===== Input data =====
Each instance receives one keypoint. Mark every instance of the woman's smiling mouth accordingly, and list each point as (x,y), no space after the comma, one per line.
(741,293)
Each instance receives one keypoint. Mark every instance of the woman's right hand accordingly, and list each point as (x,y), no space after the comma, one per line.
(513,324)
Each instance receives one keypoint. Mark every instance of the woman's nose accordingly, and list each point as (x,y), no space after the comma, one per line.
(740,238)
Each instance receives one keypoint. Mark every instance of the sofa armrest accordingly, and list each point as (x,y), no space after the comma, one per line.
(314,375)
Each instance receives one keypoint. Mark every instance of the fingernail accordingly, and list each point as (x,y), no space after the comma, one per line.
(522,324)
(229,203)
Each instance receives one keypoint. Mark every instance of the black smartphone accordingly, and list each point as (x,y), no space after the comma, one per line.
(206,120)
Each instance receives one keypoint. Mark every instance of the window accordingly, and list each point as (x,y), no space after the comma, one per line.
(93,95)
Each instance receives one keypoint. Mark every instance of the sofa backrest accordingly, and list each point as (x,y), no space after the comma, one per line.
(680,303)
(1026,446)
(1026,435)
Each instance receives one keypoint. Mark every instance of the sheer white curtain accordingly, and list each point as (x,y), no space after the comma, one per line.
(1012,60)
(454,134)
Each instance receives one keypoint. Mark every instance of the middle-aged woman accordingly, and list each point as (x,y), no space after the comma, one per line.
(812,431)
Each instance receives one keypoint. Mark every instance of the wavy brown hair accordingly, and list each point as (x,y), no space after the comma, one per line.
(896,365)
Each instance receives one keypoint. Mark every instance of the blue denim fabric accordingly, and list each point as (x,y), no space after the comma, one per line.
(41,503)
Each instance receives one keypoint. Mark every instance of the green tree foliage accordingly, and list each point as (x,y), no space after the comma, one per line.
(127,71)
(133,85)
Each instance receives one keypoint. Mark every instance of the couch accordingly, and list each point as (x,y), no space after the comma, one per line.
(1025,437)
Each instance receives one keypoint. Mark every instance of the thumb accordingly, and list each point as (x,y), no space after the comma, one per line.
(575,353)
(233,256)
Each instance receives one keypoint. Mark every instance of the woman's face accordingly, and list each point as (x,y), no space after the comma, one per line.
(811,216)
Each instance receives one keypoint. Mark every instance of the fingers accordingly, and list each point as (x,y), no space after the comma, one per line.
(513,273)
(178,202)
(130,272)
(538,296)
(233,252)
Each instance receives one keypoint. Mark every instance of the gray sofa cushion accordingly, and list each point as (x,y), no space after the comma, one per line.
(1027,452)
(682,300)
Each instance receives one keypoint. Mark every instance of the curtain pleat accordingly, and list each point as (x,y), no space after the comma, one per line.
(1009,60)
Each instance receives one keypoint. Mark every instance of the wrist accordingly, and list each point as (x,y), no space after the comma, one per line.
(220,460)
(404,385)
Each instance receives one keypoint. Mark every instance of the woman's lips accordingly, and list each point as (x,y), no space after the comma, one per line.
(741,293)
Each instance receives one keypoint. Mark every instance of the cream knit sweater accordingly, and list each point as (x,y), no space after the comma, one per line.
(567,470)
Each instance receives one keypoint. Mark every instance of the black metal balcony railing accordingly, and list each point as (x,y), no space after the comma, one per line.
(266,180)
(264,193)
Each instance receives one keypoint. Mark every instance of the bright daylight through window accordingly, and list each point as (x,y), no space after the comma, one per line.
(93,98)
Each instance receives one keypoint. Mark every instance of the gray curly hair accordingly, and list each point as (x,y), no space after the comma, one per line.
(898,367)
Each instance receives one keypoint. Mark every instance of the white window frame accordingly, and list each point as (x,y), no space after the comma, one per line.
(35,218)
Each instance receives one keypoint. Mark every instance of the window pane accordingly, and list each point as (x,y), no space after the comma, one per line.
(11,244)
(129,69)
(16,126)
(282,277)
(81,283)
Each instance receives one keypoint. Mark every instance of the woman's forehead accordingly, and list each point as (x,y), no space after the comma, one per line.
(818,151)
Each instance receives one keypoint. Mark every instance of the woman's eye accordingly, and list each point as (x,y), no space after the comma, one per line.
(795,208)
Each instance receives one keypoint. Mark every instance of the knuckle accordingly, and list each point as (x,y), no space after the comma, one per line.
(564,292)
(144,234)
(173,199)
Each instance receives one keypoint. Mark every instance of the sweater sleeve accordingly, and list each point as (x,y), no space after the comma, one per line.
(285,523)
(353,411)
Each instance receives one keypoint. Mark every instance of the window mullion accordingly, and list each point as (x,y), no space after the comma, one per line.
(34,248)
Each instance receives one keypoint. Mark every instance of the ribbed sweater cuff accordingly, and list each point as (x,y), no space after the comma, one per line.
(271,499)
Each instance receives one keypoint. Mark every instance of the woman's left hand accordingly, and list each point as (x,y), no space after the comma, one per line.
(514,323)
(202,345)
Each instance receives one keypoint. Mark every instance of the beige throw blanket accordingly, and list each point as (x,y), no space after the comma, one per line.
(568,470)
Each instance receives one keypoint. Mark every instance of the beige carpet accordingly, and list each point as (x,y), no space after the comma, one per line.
=====
Set exercise = Give the listing again, word for word.

Final answer =
Each instance receives one keypoint. Mark every instance of the woman's smiling mouth accordingly, and list each point as (x,y), no space after the comma, one per line.
(741,293)
Each instance receives one keypoint. Mark every instance of the woman's right hand accordingly, and list each point as (x,y), no space after the comma, one per line.
(513,324)
Each instance receives one keypoint. Mark every instance of the woman's nose accordingly, and list each point as (x,y), no space after the comma, one per line.
(740,238)
Each instance receives one keypoint. Mark every instance of the sofa armrest accordingly, and list each point as (x,y), no space after the comma, one per line.
(314,375)
Each instance receives one keypoint. Mark every instance of the fingernail accordingly, and list each point as (x,y), no space after the comma, one per line.
(522,324)
(229,203)
Each instance receives one keypoint. Mark every instance of the black smartphone accordingly, and list each point as (x,y), no space after the comma, one per line.
(206,120)
Each instance receives one keypoint. Mark every instance of the window accordingly, and list each point as (x,y), no space after the comma, one per line.
(93,95)
Each instance receives one keypoint. Mark every instance of the sofa backrest accordingly, and list each point as (x,y), no space after the comma, one per line.
(680,303)
(1026,446)
(1026,435)
Each instance receives one keypoint. Mark every instance of the sheer white curtain accordingly, and list each point as (x,y), no space after the comma, one per line.
(1012,60)
(454,134)
Each instance receives one keypoint. Mark every instance of the middle-aged woman accordingly, and list each point as (x,y), no space after the comma, one per line.
(812,431)
Each instance receives one keypoint. Mark every instance of the wavy brown hair accordingly, and list each point as (x,y), no space after the comma, one per line.
(896,365)
Each instance receives one keypoint. Mark every instance of the blue denim fabric accordingly, and list each point as (x,y), no space after the comma, one per line.
(41,503)
Each instance receives one keypoint. Mark every instance of the green tree foliage accordingly, and list each point as (x,y), no space after the comma, one per line.
(127,71)
(133,85)
Each instance receives one keypoint. Mark every instance of the couch accordingly, and list each point as (x,y), no space after the comma, one per line.
(1025,437)
Each instance receives one keypoint. Mark every instance of the thumb accordingly, and list each point as (x,y), no space after the comma, one per line.
(575,353)
(233,256)
Each instance receives one keypoint. Mark every instance of the woman's face accordingly, and list each point as (x,y), no space after the comma, one per line.
(811,216)
Each instance receives one keypoint. Mark every instance of the fingers accordingly, and list each point as (x,y), no space after the comma, one per line.
(513,273)
(178,202)
(130,272)
(538,296)
(233,252)
Each instance receives one keypoint. Mark every instance of the gray sofa cushion accordingly, and list each point as (x,y), no space after the comma, one per line.
(1027,452)
(682,300)
Each instance receives one keypoint. Mark every instance of the curtain pleat accordingly, and list each point as (x,y), no space after the comma, one per line.
(1009,60)
Each instance receives one keypoint. Mark every instance of the wrist accordingly, and list each point as (x,y), no space after the comma, one per line.
(220,460)
(404,385)
Each instance receives one keypoint. Mark every instance of the woman's lips accordingly, and list each point as (x,y), no space after the comma, one per line.
(741,293)
Each instance receives one keypoint. Mark every instance of the cream knit sweater accordingly, and list each point as (x,y), no space after the comma, one per line.
(567,470)
Each instance receives one keypoint. Mark every instance of the black metal balcony railing accordingly, and list each point as (x,y), no space after the comma, one per line.
(266,180)
(264,193)
Each instance receives one keypoint. Mark every instance of the bright daylight through window accordingly, and list each point as (x,y), no space after the comma, one per line.
(93,98)
Each instance receives one keypoint. Mark every instance of the gray curly hair accordingly, and list each point as (x,y), no space after the comma, one per line.
(898,367)
Each instance receives one keypoint. Mark every instance of the white window frame accordingly, and list each point as (x,y), no space after the comma, one per line.
(35,218)
Each instance receives one keypoint. Mark every instance of the window pane accordingly, and list each point as (x,y), no space after the comma, one per line.
(11,244)
(129,69)
(16,126)
(282,277)
(81,283)
Each instance receives one keypoint. Mark every instance of the woman's forehead accordingly, and list each point as (x,y), no space after the comma, one per line.
(818,151)
Each instance receives one keypoint. Mark every instance of the woman's eye accordingly, and list each point as (x,y), no space after the comma, one per line.
(795,208)
Each instance receives one keypoint. Mark every instance of the knuckle accordingly, and list each point as (x,y), no space after the comma, one per line.
(564,292)
(144,234)
(173,199)
Each instance receives one keypoint. Mark every instance of the sweater sleeve accordingly, and list each point as (x,y), no space after the comma, one per line.
(285,523)
(353,411)
Each instance receives one keypoint. Mark every instance of the window mullion accordingly, and list each point as (x,y), no space after the comma, one per line.
(34,248)
Each instance receives one keypoint. Mark every instance of the ribbed sweater cuff accordingly, and list each point as (x,y), no space after the comma, one per line.
(271,499)
Each instance receives one keypoint. Mark every instance of the woman's left hand accordingly, and list each point as (x,y), no space after the comma, one per line.
(514,323)
(202,345)
Each instance receives one keypoint. Mark every instance of the beige throw blanket accordingly, and list each point as (x,y), no space after the comma, one per line.
(568,470)
Each instance receives one keypoint. Mark every instance of the beige carpet accordingly, and list each point as (x,y), no space after the comma, one per line.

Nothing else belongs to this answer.